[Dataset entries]

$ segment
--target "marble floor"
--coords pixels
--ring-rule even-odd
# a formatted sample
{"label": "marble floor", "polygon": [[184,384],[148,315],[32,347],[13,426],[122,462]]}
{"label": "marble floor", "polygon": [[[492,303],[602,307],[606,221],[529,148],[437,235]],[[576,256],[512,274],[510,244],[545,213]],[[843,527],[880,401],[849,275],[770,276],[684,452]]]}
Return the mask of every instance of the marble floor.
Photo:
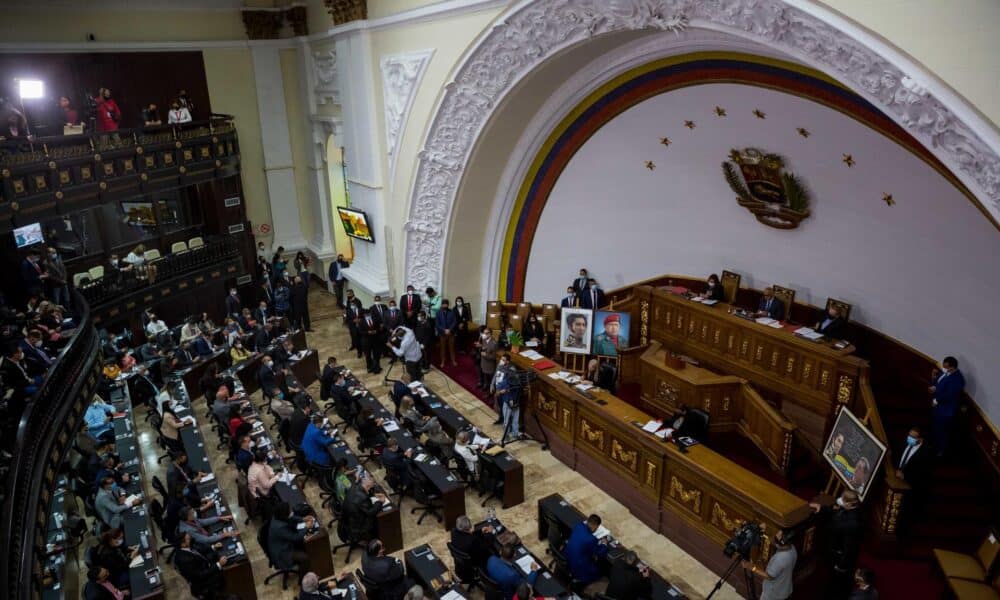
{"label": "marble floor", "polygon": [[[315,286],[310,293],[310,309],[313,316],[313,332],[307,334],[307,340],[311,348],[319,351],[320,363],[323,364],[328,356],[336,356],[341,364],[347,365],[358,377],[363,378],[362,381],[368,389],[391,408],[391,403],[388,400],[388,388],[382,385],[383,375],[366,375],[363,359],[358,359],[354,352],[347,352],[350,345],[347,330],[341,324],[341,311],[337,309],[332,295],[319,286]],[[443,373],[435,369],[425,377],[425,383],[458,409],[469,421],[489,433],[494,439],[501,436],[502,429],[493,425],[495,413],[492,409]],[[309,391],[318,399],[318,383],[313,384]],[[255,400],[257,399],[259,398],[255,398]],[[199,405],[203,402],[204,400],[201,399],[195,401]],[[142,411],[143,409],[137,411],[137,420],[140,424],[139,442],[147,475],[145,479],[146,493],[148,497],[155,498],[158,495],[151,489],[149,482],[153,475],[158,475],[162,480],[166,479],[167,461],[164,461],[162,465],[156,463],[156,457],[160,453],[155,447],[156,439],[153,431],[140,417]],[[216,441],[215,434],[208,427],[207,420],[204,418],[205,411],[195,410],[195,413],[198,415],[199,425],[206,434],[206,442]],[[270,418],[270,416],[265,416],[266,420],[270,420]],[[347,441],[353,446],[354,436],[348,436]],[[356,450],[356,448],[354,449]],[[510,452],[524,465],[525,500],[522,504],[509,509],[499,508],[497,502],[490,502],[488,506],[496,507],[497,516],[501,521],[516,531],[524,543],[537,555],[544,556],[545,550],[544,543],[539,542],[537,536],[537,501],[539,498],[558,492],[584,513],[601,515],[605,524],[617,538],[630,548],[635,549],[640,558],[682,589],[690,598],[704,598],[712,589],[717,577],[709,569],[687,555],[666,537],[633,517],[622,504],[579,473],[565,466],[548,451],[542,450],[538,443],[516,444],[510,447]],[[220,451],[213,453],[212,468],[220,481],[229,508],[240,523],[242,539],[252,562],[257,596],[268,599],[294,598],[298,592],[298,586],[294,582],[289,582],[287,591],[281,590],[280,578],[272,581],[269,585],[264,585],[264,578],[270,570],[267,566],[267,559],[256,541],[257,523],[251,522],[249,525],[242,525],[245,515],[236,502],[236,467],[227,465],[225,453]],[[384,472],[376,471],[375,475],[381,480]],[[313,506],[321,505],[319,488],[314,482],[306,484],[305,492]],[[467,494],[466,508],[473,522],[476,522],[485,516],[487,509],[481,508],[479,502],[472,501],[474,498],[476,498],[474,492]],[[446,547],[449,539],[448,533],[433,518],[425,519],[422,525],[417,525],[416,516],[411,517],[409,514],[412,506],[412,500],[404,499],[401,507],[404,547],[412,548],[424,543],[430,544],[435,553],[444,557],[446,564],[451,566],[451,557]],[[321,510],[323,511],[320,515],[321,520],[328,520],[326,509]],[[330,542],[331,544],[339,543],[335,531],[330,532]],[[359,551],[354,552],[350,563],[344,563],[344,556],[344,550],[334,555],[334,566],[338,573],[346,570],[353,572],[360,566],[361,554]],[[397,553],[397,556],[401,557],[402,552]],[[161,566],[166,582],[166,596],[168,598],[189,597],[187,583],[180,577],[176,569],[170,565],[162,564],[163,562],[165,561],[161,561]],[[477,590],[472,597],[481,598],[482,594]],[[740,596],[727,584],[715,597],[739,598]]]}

== What the exercise asks ==
Pictures stay out of this copy; write out the entries above exactly.

== Output ==
$ segment
--target "marble floor"
--coords pixels
--ring-rule even-odd
# a formatted sample
{"label": "marble floor", "polygon": [[184,384],[148,315],[32,347],[13,426],[122,462]]}
{"label": "marble floor", "polygon": [[[492,303],[602,307],[606,221],[529,148],[437,235]],[[576,256],[512,274],[510,244],[545,213]],[[843,527],[880,401],[849,275],[770,276],[684,452]]]}
Return the mask of every instance of the marble floor.
Photo:
{"label": "marble floor", "polygon": [[[315,286],[310,293],[310,309],[313,316],[313,332],[307,334],[307,340],[311,348],[319,351],[320,363],[323,364],[328,356],[336,356],[341,364],[347,365],[358,377],[363,378],[362,381],[368,389],[391,408],[391,403],[388,400],[388,388],[382,385],[383,375],[366,375],[363,359],[358,359],[354,352],[347,352],[350,345],[347,330],[341,324],[341,311],[337,309],[332,295],[319,286]],[[443,373],[435,369],[425,377],[425,383],[458,409],[469,421],[489,433],[494,439],[501,436],[502,429],[493,425],[495,413],[492,409]],[[309,391],[318,399],[318,383],[313,384]],[[255,400],[257,399],[259,398],[255,398]],[[199,405],[203,402],[204,400],[201,399],[195,401]],[[142,411],[143,409],[137,411],[137,420],[140,424],[139,442],[147,475],[145,479],[146,493],[148,497],[155,498],[158,495],[151,489],[149,482],[153,475],[158,475],[162,480],[166,479],[167,461],[164,461],[162,465],[156,463],[156,457],[160,453],[155,447],[156,439],[153,431],[140,417]],[[216,441],[215,434],[208,427],[207,420],[204,418],[205,411],[195,410],[195,413],[198,415],[199,425],[206,434],[206,442]],[[270,418],[270,416],[265,416],[266,420],[270,420]],[[347,441],[353,446],[354,436],[348,436]],[[356,450],[356,448],[354,449]],[[510,452],[524,465],[525,500],[522,504],[509,509],[499,508],[497,502],[490,502],[488,506],[496,507],[497,516],[501,521],[516,531],[524,543],[537,555],[544,556],[545,550],[544,543],[539,542],[537,536],[537,501],[539,498],[558,492],[584,513],[601,515],[605,524],[617,538],[630,548],[635,549],[640,558],[682,589],[690,598],[704,598],[712,589],[717,577],[709,569],[687,555],[666,537],[633,517],[622,504],[579,473],[565,466],[548,451],[542,450],[538,443],[516,444],[510,447]],[[220,451],[213,453],[212,468],[220,481],[229,508],[240,523],[242,539],[252,562],[257,596],[268,599],[294,598],[298,592],[298,586],[294,582],[289,582],[287,591],[281,590],[280,578],[272,581],[269,585],[264,585],[264,578],[270,570],[267,566],[267,559],[256,541],[257,523],[251,522],[249,525],[242,525],[245,515],[236,502],[236,467],[227,465],[225,453]],[[384,472],[376,471],[375,475],[381,480]],[[313,506],[321,505],[319,488],[314,482],[306,484],[305,492]],[[467,494],[466,508],[473,522],[476,522],[485,516],[487,509],[481,508],[479,502],[472,501],[474,498],[476,498],[474,492]],[[446,547],[449,539],[448,533],[433,518],[425,519],[422,525],[417,525],[416,516],[411,517],[409,514],[412,506],[412,500],[404,499],[401,507],[404,547],[412,548],[424,543],[430,544],[435,553],[444,557],[446,564],[451,566],[451,557]],[[321,510],[323,511],[320,515],[321,520],[328,520],[326,509]],[[330,542],[331,544],[339,543],[335,531],[330,532]],[[359,551],[354,552],[350,563],[344,563],[344,556],[344,550],[334,555],[334,566],[338,573],[346,570],[353,572],[360,566],[361,554]],[[397,553],[397,556],[401,557],[402,552]],[[161,566],[166,582],[166,596],[168,598],[189,597],[187,583],[180,577],[176,569],[170,565],[162,564],[163,562],[165,561],[161,561]],[[477,590],[472,597],[481,598],[482,594]],[[740,596],[727,584],[715,597],[739,598]]]}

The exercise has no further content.